**The request**
Report every row below that contains the string "headlight", copying each one in full. Case counts.

**Material provided**
━━━━━━━━━━━━━━━━
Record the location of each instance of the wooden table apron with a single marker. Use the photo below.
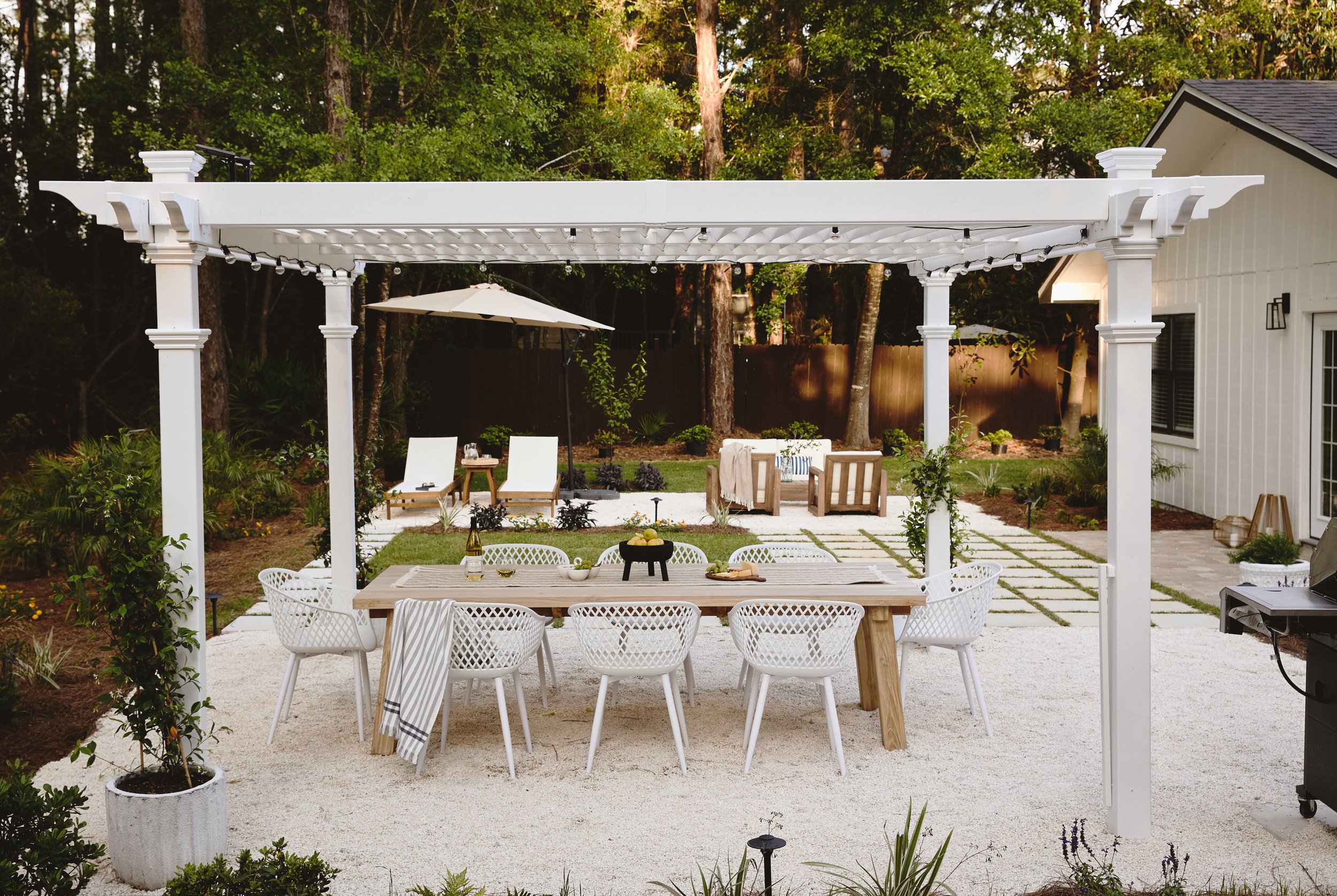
(875, 645)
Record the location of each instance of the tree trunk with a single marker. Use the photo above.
(1075, 382)
(860, 387)
(373, 399)
(720, 353)
(337, 82)
(213, 358)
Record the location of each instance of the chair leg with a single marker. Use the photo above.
(682, 717)
(979, 689)
(282, 694)
(506, 724)
(833, 724)
(357, 697)
(525, 716)
(552, 665)
(756, 727)
(598, 721)
(967, 678)
(670, 699)
(292, 685)
(753, 681)
(445, 710)
(691, 680)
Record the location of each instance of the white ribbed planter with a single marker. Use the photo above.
(1276, 575)
(151, 836)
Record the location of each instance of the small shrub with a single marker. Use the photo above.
(488, 516)
(609, 476)
(581, 482)
(573, 518)
(649, 479)
(700, 432)
(274, 871)
(1269, 547)
(42, 846)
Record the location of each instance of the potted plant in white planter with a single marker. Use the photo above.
(172, 808)
(1272, 561)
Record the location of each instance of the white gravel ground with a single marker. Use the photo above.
(1228, 748)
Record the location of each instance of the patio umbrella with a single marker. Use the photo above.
(495, 303)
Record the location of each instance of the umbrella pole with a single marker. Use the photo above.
(566, 395)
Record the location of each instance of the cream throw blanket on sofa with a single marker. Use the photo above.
(736, 483)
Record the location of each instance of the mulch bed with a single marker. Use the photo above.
(1058, 515)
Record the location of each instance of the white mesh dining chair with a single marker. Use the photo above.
(805, 639)
(638, 639)
(777, 553)
(956, 606)
(538, 555)
(312, 618)
(491, 641)
(782, 553)
(682, 553)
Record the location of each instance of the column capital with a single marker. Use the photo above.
(175, 253)
(1117, 334)
(1134, 248)
(339, 331)
(173, 166)
(936, 331)
(191, 340)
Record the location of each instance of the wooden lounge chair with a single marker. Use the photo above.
(431, 460)
(765, 484)
(851, 481)
(531, 476)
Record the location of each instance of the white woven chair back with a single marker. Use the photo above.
(635, 638)
(306, 618)
(682, 553)
(431, 460)
(523, 553)
(958, 604)
(781, 553)
(809, 638)
(494, 638)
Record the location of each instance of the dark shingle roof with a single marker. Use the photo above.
(1307, 110)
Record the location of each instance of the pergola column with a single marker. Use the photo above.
(178, 340)
(339, 388)
(936, 334)
(1129, 335)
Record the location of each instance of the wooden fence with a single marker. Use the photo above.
(774, 384)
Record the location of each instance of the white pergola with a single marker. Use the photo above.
(939, 229)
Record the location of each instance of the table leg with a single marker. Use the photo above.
(383, 744)
(887, 678)
(867, 691)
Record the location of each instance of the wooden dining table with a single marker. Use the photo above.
(884, 590)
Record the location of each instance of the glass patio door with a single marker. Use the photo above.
(1323, 479)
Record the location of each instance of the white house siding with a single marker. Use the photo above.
(1253, 387)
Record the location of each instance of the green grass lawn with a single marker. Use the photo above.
(420, 549)
(690, 475)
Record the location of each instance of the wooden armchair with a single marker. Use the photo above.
(848, 482)
(765, 484)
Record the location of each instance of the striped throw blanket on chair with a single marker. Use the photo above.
(415, 685)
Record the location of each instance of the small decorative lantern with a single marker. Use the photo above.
(1277, 312)
(1231, 531)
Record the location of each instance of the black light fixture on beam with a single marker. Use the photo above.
(1279, 311)
(239, 166)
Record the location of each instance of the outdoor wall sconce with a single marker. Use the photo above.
(1277, 312)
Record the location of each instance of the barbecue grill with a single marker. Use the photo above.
(1312, 613)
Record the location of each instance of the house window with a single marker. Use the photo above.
(1172, 376)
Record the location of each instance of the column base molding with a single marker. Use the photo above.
(193, 340)
(1117, 334)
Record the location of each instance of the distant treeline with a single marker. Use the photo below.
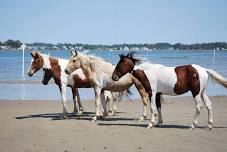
(15, 44)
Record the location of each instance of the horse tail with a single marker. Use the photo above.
(217, 77)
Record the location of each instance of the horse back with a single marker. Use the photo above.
(187, 80)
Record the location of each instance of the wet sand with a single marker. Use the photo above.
(36, 126)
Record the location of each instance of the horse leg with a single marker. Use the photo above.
(154, 112)
(145, 98)
(81, 109)
(208, 104)
(97, 103)
(158, 104)
(198, 103)
(75, 109)
(104, 104)
(115, 96)
(63, 97)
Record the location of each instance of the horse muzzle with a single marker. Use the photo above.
(44, 82)
(67, 71)
(30, 74)
(115, 77)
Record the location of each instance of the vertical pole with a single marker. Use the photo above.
(23, 47)
(214, 57)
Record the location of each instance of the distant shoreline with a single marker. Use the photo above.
(16, 44)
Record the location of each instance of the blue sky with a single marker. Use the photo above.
(113, 21)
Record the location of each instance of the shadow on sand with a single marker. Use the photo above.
(110, 121)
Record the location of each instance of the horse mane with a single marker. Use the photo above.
(131, 56)
(48, 55)
(94, 59)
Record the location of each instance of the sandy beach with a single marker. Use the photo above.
(35, 126)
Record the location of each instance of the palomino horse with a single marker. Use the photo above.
(158, 79)
(52, 68)
(99, 73)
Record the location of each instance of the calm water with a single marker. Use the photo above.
(11, 70)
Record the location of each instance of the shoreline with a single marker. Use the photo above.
(36, 126)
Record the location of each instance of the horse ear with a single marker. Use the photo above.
(33, 54)
(74, 52)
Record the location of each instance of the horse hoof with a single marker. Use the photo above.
(150, 126)
(80, 112)
(94, 119)
(210, 127)
(141, 119)
(110, 114)
(159, 123)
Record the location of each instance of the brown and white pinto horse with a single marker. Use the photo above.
(52, 68)
(158, 79)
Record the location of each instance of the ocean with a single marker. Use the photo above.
(11, 87)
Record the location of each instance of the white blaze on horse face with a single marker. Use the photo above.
(29, 69)
(46, 62)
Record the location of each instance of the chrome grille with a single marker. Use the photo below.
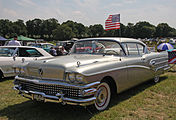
(48, 89)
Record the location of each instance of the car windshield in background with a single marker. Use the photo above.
(7, 52)
(97, 47)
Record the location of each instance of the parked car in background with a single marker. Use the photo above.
(11, 55)
(66, 44)
(172, 41)
(45, 46)
(96, 69)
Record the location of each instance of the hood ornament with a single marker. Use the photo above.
(78, 63)
(40, 71)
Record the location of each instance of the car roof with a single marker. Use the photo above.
(118, 39)
(17, 46)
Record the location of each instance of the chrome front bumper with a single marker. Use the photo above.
(87, 90)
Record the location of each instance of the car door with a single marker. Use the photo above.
(137, 69)
(7, 63)
(28, 54)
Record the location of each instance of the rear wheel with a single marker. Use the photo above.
(103, 96)
(1, 76)
(156, 79)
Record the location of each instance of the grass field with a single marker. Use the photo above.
(146, 101)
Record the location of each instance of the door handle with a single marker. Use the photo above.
(142, 58)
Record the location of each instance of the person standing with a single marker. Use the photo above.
(14, 42)
(53, 51)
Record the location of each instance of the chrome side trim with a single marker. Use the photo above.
(58, 98)
(161, 67)
(119, 68)
(160, 58)
(165, 61)
(36, 81)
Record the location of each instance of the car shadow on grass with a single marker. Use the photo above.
(53, 111)
(6, 78)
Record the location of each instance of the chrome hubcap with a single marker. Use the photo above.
(102, 96)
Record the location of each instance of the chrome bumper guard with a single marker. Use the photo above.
(87, 90)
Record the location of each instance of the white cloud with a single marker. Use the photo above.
(26, 3)
(9, 12)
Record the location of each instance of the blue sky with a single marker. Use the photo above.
(90, 12)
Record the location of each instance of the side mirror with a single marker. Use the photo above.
(14, 57)
(23, 60)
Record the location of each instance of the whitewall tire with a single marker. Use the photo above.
(103, 96)
(156, 79)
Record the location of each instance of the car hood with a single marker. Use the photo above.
(73, 60)
(55, 68)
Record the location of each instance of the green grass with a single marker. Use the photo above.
(146, 101)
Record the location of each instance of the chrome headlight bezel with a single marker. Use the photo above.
(19, 70)
(75, 77)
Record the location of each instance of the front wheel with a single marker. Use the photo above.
(103, 96)
(1, 76)
(156, 79)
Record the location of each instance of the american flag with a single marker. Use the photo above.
(113, 22)
(172, 57)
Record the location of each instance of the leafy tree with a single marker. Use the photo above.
(19, 27)
(47, 27)
(63, 32)
(129, 32)
(5, 27)
(144, 30)
(34, 27)
(96, 30)
(163, 30)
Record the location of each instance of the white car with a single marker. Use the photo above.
(11, 55)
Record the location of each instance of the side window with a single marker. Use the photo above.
(29, 52)
(132, 49)
(140, 49)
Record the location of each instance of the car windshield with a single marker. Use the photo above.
(104, 47)
(6, 52)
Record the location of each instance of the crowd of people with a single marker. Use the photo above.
(58, 51)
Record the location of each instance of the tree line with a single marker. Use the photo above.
(51, 29)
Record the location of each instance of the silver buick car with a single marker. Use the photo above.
(95, 69)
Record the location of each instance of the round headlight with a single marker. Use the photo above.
(79, 77)
(71, 77)
(19, 70)
(75, 77)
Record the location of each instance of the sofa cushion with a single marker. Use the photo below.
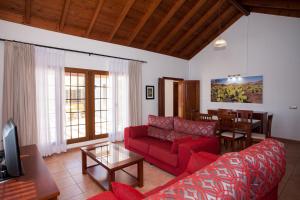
━━━━━━━━━━━━━━━━
**Answer to the exercise**
Record the location of each instance of the chrome headlight bezel with a single marker. Use the photo above.
Record the location of each instance of the round headlight with a single marker. Use the photo above.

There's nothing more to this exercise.